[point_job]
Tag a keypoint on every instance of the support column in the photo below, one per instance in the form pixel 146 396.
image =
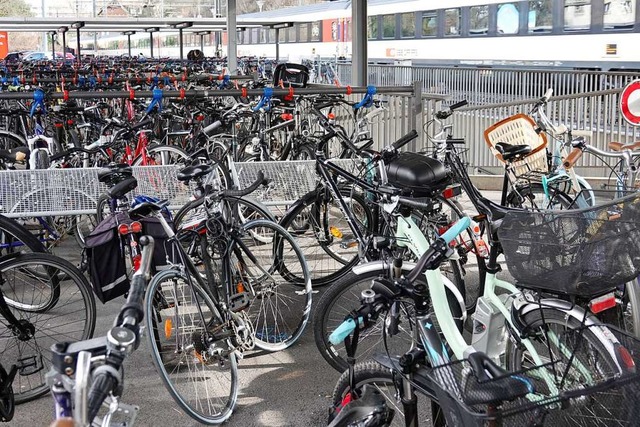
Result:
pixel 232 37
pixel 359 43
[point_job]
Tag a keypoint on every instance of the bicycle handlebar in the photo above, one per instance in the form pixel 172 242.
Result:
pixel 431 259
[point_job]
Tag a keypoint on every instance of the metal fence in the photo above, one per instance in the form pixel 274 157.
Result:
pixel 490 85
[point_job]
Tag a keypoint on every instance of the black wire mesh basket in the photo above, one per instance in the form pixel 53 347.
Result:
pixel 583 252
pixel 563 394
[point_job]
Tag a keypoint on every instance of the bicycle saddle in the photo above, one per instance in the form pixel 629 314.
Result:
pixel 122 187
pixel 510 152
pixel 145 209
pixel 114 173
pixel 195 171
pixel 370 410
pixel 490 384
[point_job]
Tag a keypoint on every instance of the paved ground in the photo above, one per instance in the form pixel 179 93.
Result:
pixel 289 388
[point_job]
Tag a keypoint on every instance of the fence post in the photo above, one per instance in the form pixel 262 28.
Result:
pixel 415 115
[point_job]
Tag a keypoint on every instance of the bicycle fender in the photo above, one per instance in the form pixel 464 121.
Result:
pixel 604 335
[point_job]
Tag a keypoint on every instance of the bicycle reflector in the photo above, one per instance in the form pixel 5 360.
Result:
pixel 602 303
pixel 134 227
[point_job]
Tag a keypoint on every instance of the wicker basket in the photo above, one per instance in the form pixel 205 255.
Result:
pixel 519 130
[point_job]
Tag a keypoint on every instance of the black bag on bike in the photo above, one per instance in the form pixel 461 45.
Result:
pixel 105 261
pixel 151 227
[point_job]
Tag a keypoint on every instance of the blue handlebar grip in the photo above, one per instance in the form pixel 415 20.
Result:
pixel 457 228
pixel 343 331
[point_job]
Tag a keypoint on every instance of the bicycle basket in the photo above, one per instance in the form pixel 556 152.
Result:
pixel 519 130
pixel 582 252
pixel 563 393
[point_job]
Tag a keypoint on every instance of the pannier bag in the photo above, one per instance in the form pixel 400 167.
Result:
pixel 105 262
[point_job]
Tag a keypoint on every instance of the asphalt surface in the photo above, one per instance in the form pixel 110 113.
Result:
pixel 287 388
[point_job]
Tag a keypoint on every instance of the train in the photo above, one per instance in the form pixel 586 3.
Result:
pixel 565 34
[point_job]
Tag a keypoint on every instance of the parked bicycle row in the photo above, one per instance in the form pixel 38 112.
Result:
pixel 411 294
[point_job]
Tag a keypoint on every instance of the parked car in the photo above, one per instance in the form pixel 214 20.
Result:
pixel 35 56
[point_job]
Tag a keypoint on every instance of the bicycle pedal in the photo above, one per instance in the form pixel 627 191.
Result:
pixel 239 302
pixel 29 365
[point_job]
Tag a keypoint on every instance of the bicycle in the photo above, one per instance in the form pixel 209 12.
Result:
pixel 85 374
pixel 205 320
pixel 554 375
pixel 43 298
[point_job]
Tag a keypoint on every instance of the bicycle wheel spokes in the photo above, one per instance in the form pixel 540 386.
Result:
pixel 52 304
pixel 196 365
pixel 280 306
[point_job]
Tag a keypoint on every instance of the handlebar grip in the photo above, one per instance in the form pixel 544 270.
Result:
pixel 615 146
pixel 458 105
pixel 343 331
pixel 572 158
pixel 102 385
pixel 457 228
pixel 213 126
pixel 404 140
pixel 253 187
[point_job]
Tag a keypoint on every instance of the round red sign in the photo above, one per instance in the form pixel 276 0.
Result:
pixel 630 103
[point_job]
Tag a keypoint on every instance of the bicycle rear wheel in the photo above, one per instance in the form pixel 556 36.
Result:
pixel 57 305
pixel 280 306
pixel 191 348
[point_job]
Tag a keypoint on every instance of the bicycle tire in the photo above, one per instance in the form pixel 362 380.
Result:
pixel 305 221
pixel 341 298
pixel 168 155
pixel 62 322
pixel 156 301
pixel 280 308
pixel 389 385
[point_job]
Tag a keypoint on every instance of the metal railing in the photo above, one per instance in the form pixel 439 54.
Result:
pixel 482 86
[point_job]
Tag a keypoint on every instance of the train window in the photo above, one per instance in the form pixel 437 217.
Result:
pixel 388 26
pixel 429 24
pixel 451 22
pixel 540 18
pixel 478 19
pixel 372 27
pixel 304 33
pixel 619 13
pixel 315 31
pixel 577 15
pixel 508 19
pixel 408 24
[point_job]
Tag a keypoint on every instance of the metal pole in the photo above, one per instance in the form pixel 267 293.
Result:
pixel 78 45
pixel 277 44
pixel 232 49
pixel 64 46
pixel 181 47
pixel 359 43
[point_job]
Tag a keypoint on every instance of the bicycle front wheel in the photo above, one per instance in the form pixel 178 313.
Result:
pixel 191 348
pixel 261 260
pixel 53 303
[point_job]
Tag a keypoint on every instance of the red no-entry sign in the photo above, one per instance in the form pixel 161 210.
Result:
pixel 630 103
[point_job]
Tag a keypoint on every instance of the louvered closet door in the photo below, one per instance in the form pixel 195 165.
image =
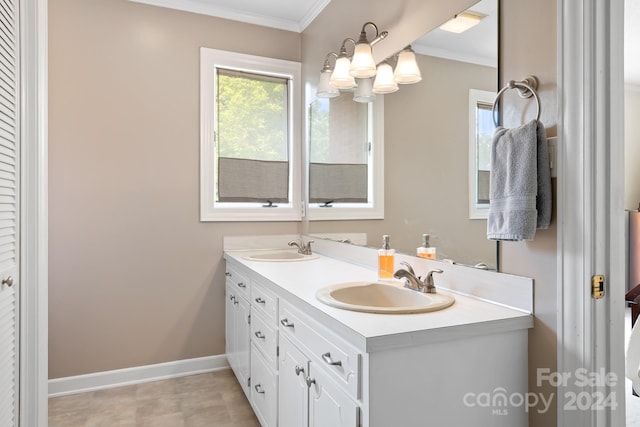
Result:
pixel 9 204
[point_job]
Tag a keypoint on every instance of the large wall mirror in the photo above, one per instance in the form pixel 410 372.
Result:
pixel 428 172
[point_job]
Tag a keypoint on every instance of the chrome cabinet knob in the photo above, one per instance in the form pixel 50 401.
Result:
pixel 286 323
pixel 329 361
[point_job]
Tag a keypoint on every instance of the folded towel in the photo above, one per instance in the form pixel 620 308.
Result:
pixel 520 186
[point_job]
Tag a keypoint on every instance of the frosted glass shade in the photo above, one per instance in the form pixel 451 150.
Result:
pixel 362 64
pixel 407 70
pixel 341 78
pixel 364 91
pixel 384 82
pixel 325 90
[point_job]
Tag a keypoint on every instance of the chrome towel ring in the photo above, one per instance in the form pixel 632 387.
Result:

> _Goal_
Every record is to be reproduced exactly, with no pictures included.

> _Final result_
[point_job]
Tag a keypoint on every instance of the support column in the photo below, one per instance in the form pixel 146 396.
image =
Result:
pixel 232 37
pixel 359 43
[point_job]
Tag a keypoint on every instance of the bicycle handlebar in the photo above, one per instance in the form pixel 172 242.
Result:
pixel 431 259
[point_job]
Tag a keypoint on every instance of the metal fence in the photo above, one per instance in the form pixel 274 157.
Result:
pixel 490 85
[point_job]
Tag a keypoint on every instance of the black wire mesh basket in the photo above, one per instance in the form pixel 53 347.
Result:
pixel 583 252
pixel 563 394
[point_job]
Tag a keypoint on every instance of the bicycle saddle in the photo above, one per instance in the form pixel 629 314.
Result:
pixel 122 187
pixel 510 152
pixel 145 209
pixel 114 173
pixel 195 171
pixel 370 410
pixel 490 384
[point_job]
Tag a keypoint on every instance of the paved ground in the photo above, one per instance in the form pixel 179 93.
Result:
pixel 289 388
[point_job]
Tag a keypoint on every instance of the fence post in the photo above, one per instance in the form pixel 262 28.
Result:
pixel 415 115
[point_job]
Tag a keypoint on every instance of the bicycle fender in the photo above, one per instance in the form pixel 464 121.
Result:
pixel 604 335
[point_job]
Tag a keypoint on every instance of the bicycle reflector in the photo above, one per instance in the form pixel 5 360.
Result:
pixel 602 303
pixel 134 227
[point_job]
Tag a keypoint on every instance of the wicker basket in the photo above, one per instance in the form pixel 205 255.
Result:
pixel 519 130
[point_job]
Tag a keypoint on every instance of the black bag on bike in the photo above, one per instance in the form pixel 461 45.
Result:
pixel 105 261
pixel 151 227
[point_job]
Tag a keypoint on every instance of the blue handlebar grip in the photo above, one per instance in the form pixel 415 20.
Result:
pixel 457 228
pixel 343 331
[point_job]
Tag a keypoint on every instance of the bicycle basket in the photo above, one per instance in the form pixel 556 152.
Result:
pixel 519 130
pixel 582 252
pixel 563 393
[point_job]
Tag a keypoint on every instance of the pannier bag in the photo above, one per instance in the form pixel 400 167.
Result:
pixel 105 262
[point_job]
Tag a keypoint on every instance of the asphalt surface in the photo above, one per instance in the form pixel 110 113.
Result:
pixel 287 388
[point_job]
Tag a keypoint on every instance of the train in the photo above, one per instance in the form pixel 586 3.
Result:
pixel 565 34
[point_job]
Tag a keypoint on every instance of the parked bicycle row in the photo above, one per instance in the form pixel 38 112.
Result:
pixel 411 294
[point_job]
Tag a keypoint on every instance of the parked car in the photo above, one per instance in the form pixel 214 20.
Result:
pixel 35 56
[point_job]
Tag a keypoint on every instance of the bicycle pedal in the photo above, one per instance in the form pixel 627 191.
Result:
pixel 239 302
pixel 29 365
[point_job]
Tag a keypoint on every instance of the bicycle in the photo above, one per instance in the form pixel 209 12.
Result:
pixel 85 374
pixel 205 320
pixel 554 375
pixel 43 298
[point_job]
Tag a keypoint on every instance of the bicycle wheel spokes in the photo above, one per instance in the form pixel 540 386.
Result:
pixel 52 304
pixel 196 365
pixel 280 306
[point_job]
Tag a keypoint on every instance of the handlebar grip in the photo above, one per instance in the form pixel 544 270.
Result:
pixel 615 146
pixel 458 105
pixel 343 331
pixel 572 158
pixel 102 385
pixel 457 228
pixel 213 126
pixel 404 140
pixel 253 187
[point_job]
Tag a keypoint on every instance of the round red sign in the photo above, one per instance in the form pixel 276 0.
Result:
pixel 630 103
[point_job]
Tag a keypoint on every instance of the bicycle rear wheel in the photo above, one per instance in the form pixel 556 36.
Result:
pixel 57 305
pixel 280 306
pixel 191 348
[point_job]
Tag a keypoint on every instance of the bicycle tire in the photo above, one per instance in the form pixel 362 380.
Result:
pixel 305 221
pixel 341 298
pixel 168 155
pixel 62 322
pixel 156 301
pixel 280 308
pixel 389 385
[point_job]
Tag a keypoint on every instance of the metal railing in the photo above, one per instance in the form pixel 439 54.
Result:
pixel 482 86
[point_job]
Tag a keypoint on every instance of the train window in the photo above, one per instance in the form pixel 437 217.
Result:
pixel 388 26
pixel 429 24
pixel 451 22
pixel 540 18
pixel 478 19
pixel 372 27
pixel 304 33
pixel 619 13
pixel 315 31
pixel 577 15
pixel 508 19
pixel 408 24
[point_job]
Tag a keypoint on every instance of the metal pole in the photo above, one per instance in the form pixel 267 293.
Result:
pixel 78 45
pixel 277 44
pixel 232 49
pixel 64 46
pixel 181 47
pixel 359 43
[point_job]
Tag a keypoint on every instance of the bicycle front wheel in the photo above, one per instance in the form pixel 178 313.
Result:
pixel 191 348
pixel 261 260
pixel 53 303
[point_job]
Tag a keypoint on every instance of the red no-entry sign in the photo above, one per instance in the form pixel 161 210.
Result:
pixel 630 103
[point_job]
Tag a keypoint on every instance of the louvered closet door in the photo below, one per instance in the form pixel 195 165.
image =
Result:
pixel 9 204
[point_job]
Tag a keypoint on every instance of the large wall mirror in the photo above, one per instance in the form pixel 410 372.
Result:
pixel 428 172
[point_job]
Tag a keypoint on every instance of the chrome cabinet knob in the photo above, one per instance in the form pixel 50 401.
Result:
pixel 286 323
pixel 329 361
[point_job]
Tag a keypoint on every instance of the folded towel in the photo above, one per instance in the form pixel 620 308.
Result:
pixel 520 186
[point_job]
Tag a keypoint on every instance of the frosted glass shade in the photo above, one per instance in the form pixel 451 150.
Result:
pixel 362 64
pixel 407 70
pixel 341 78
pixel 364 91
pixel 384 82
pixel 325 90
[point_job]
Tag a keypoint on every instance of the chrome towel ring in the photo above, one per instance in the form pixel 632 387.
Result:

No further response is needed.